__TAREA REQUERIDA 1__. Explica, a partir del fragmento seleccionado, por qué la economía de mercado es en realidad un mito.

__FRAGMENTO SELECCIONADO__.
----------------
Y si de triangulo o trinidad victoriosa se habla, hay que incorporar el proyecto alternativo. Este proyecto, que articula el cuestionamiento a la colonialidad del poder y al sistema capitalista como tal, en el último tiempo, por hablar del tiempo reciente, se plasmó en el Plan Nacional de Desarrollo –que más que cumplió con la llamada Agenda de Octubre (nacionalzación del petróleo, Asamblea Constituyente, anulación del neoliberalismo y otras medidas)- y ahora se enrumba hacia la materialización de la Agenda 2025.

Este triángulo –líder histórico, fuerza organizada del pueblo y proyecto alternativo- ha sido la clave de la victoria en las elecciones de 2005, 2009 y 2014, y en los triunfos de dos referéndums (revocatorio y constitucional). Pero también en derrotar los planes desestabilizadores y contrarrevolucionarios de la ofensiva restauradora de 2008-2009. De la preservación de ese triángulo victorioso dependerá el sortear los obstáculos que se están colocando para conquistar un nuevo triunfo en las elecciones de 2019 y con Evo Morales como candidato presidencial.

La derrota de los mitos

Evo Morales es un líder político fuera de serie. La fuerza de su liderazgo, fundada en el protagonismo de los movimientos sociales, se está encargando de romper con varios mitos de la historia de Bolivia.

El primer mito que Evo Morales se ha encargado de desmontar es que la diversidad clasista y nacional-cultural boliviana impide que cualquier candidato obtenga más del 50% mas uno en la primera vuelta. El líder político, después de una exitosa entrada en las elecciones de 2002 –cuando se ubicó en segundo lugar con un 20,9%-, salió victorioso con un 54% en diciembre de 2005 y cuatro años después conquistó el 64% de respaldo, además del 67% que alcanzó en el referéndum revocatorio del 10 de agosto de 2008. En 2014 obtuvo el 62 por ciento de votación.

El segundo mito que echa abajo es que el Estado es mal administrador. Morales está demostrando que el Estado en manos de una dirección revolucionaria es un instrumento capaz de administrar eficientemente los bienes comunes para la búsqueda del bien común. No es que no haya problemas específicos, pero en términos generales hay una buena gestión.

El Estado, de esta manera, no queda subsumido a las fuerzas ciegas de la economía de mercado, que en realidad es un mito pues lo que hace es subsumirse a empresas transnacionales en un modelo neoliberal, sino que con la titularidad de un nuevo bloque en el poder (indígena campesino obrero y popular) queda en función de los intereses de la patria y de la inmensa mayoría de la población.
----------------
__TAREA REQUERIDA 2__. Reproduce los registros comenzando por la línea que contiene "Outline man wearing red baseball cap above." y siguiendo hasta la línea que contiene "208, 353, 378, 464", incluidas ambas.

Registros de anotación de detección
----------------
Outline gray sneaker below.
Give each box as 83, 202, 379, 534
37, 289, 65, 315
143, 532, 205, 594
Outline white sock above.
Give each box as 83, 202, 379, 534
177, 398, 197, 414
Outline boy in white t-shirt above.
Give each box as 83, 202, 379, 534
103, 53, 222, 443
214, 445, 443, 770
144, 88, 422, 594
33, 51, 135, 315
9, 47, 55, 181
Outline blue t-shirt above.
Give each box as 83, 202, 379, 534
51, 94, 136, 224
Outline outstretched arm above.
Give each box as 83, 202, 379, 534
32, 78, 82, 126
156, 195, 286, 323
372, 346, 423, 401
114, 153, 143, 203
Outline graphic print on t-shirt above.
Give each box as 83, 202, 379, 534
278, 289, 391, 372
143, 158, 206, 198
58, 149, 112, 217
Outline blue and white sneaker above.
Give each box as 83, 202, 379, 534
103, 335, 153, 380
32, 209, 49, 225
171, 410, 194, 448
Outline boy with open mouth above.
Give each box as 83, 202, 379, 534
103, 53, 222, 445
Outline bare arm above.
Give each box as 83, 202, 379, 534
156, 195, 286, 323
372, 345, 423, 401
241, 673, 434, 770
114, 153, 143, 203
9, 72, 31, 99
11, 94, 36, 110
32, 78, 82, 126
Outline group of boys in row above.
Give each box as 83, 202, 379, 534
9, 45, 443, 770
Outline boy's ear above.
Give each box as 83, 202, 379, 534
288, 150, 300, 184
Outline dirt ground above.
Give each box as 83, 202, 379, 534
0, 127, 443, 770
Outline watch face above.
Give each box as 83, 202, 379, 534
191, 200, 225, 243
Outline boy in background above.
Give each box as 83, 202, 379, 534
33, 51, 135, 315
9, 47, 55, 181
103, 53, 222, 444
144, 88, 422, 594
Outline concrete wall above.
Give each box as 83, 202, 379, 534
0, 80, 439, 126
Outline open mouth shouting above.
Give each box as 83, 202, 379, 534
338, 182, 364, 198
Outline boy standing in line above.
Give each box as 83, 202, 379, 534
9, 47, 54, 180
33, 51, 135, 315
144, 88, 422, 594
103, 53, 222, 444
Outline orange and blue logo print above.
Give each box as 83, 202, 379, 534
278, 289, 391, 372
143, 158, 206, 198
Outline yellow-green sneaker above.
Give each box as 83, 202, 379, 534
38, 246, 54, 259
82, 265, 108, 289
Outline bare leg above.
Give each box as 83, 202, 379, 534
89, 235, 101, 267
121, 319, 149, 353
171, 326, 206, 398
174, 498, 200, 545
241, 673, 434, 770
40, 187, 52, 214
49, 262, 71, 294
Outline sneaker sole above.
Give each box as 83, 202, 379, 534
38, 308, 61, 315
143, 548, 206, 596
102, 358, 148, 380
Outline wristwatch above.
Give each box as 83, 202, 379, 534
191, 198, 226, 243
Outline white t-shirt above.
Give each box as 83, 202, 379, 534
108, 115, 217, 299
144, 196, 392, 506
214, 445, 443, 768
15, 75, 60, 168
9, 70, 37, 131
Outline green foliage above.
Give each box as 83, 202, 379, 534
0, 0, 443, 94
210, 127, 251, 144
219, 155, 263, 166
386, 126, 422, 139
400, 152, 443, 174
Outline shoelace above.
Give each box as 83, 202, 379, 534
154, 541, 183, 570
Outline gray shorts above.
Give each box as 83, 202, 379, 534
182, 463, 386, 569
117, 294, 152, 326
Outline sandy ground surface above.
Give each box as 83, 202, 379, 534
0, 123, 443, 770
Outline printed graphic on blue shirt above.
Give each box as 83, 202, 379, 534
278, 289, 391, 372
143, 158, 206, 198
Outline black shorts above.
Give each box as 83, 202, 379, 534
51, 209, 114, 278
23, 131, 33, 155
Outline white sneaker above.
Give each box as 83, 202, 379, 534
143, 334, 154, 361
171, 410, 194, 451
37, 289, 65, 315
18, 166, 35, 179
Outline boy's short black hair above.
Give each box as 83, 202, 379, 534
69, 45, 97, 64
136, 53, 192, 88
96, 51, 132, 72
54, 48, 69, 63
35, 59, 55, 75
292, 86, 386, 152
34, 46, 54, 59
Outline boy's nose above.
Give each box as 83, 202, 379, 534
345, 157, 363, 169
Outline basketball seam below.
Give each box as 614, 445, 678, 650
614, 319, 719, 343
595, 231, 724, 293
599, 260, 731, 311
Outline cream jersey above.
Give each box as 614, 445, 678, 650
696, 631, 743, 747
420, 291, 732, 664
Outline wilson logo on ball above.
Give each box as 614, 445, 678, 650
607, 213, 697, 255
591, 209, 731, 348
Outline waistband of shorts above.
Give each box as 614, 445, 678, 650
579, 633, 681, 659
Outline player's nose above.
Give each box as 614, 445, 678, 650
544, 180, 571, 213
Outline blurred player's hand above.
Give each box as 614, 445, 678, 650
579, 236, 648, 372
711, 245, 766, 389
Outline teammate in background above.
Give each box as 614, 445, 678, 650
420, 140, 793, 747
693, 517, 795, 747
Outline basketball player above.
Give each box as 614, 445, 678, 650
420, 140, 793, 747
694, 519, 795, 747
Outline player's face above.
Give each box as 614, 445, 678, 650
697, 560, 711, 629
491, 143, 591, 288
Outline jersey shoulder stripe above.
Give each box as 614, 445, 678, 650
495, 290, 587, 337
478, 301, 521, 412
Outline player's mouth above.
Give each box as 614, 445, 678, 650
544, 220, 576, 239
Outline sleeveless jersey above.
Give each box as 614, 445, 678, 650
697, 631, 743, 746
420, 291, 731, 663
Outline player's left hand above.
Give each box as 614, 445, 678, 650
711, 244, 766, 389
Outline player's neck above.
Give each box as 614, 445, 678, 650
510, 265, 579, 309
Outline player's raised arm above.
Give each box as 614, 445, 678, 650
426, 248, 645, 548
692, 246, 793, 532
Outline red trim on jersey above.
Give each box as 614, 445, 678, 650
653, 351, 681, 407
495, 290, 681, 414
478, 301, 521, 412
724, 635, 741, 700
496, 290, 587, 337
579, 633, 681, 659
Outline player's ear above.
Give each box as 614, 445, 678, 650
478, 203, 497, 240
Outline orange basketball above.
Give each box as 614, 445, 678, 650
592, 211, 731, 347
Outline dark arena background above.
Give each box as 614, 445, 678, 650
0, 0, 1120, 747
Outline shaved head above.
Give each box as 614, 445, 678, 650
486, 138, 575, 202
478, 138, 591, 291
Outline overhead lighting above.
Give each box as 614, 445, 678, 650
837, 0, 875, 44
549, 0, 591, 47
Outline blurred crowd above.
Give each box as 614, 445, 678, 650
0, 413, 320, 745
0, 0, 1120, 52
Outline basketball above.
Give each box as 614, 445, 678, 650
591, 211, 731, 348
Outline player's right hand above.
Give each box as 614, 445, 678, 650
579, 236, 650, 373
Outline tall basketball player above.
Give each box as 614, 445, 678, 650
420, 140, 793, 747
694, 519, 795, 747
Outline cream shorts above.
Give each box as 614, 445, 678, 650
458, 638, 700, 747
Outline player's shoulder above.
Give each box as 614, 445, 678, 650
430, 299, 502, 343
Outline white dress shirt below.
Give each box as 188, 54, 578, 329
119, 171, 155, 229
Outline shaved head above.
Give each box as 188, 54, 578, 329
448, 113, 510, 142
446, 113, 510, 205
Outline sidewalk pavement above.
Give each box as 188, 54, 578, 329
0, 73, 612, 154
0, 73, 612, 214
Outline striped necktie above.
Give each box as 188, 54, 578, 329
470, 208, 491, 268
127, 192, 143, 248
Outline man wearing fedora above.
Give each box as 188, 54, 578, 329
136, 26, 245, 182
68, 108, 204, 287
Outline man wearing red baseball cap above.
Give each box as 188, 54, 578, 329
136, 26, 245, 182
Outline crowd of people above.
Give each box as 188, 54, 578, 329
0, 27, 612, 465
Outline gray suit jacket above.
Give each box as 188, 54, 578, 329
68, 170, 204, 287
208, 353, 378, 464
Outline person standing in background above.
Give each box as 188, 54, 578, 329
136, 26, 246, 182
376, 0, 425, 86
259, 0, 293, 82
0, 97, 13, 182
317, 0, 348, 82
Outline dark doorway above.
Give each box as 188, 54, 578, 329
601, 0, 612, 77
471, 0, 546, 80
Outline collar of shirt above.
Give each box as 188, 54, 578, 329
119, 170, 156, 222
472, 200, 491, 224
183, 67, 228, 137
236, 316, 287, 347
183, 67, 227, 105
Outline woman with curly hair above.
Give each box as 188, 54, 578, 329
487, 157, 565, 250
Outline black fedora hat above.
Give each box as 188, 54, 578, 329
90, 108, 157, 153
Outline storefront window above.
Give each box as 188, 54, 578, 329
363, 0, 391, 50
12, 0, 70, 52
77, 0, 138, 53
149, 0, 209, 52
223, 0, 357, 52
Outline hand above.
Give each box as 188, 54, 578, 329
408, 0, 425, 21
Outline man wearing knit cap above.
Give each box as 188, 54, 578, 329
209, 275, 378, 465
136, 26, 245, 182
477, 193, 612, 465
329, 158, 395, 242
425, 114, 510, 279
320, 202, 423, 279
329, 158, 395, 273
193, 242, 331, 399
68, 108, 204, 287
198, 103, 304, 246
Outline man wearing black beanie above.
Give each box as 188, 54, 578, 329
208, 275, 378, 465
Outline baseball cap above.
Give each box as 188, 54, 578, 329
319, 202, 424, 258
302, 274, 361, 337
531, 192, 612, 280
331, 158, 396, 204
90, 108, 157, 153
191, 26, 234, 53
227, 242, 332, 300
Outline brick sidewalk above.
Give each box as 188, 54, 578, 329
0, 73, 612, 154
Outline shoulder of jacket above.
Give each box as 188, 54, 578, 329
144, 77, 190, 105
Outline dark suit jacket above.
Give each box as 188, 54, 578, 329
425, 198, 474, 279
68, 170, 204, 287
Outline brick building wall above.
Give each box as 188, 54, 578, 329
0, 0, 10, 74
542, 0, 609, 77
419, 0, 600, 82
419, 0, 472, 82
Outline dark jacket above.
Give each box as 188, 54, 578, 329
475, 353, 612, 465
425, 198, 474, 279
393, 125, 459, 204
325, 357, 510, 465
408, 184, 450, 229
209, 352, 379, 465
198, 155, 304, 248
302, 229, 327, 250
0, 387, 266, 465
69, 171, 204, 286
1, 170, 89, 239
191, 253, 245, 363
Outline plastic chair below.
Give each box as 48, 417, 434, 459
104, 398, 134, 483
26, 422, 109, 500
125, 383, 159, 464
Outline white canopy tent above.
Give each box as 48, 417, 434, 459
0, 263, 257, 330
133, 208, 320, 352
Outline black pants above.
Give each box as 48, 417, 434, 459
----------------
__SOLUCIÓN DEL PROBLEMA 1__. La economía de mercado es un mito porque, en lugar de ser una fuerza ciega, se subsume a las empresas transnacionales dentro de un modelo neoliberal.

__SOLUCIÓN DEL PROBLEMA 2__.
Outline man wearing red baseball cap above.
Give each box as 188, 54, 578, 329
136, 26, 245, 182
Outline crowd of people above.
Give each box as 188, 54, 578, 329
0, 27, 612, 465
Outline gray suit jacket above.
Give each box as 188, 54, 578, 329
68, 170, 204, 287
208, 353, 378, 464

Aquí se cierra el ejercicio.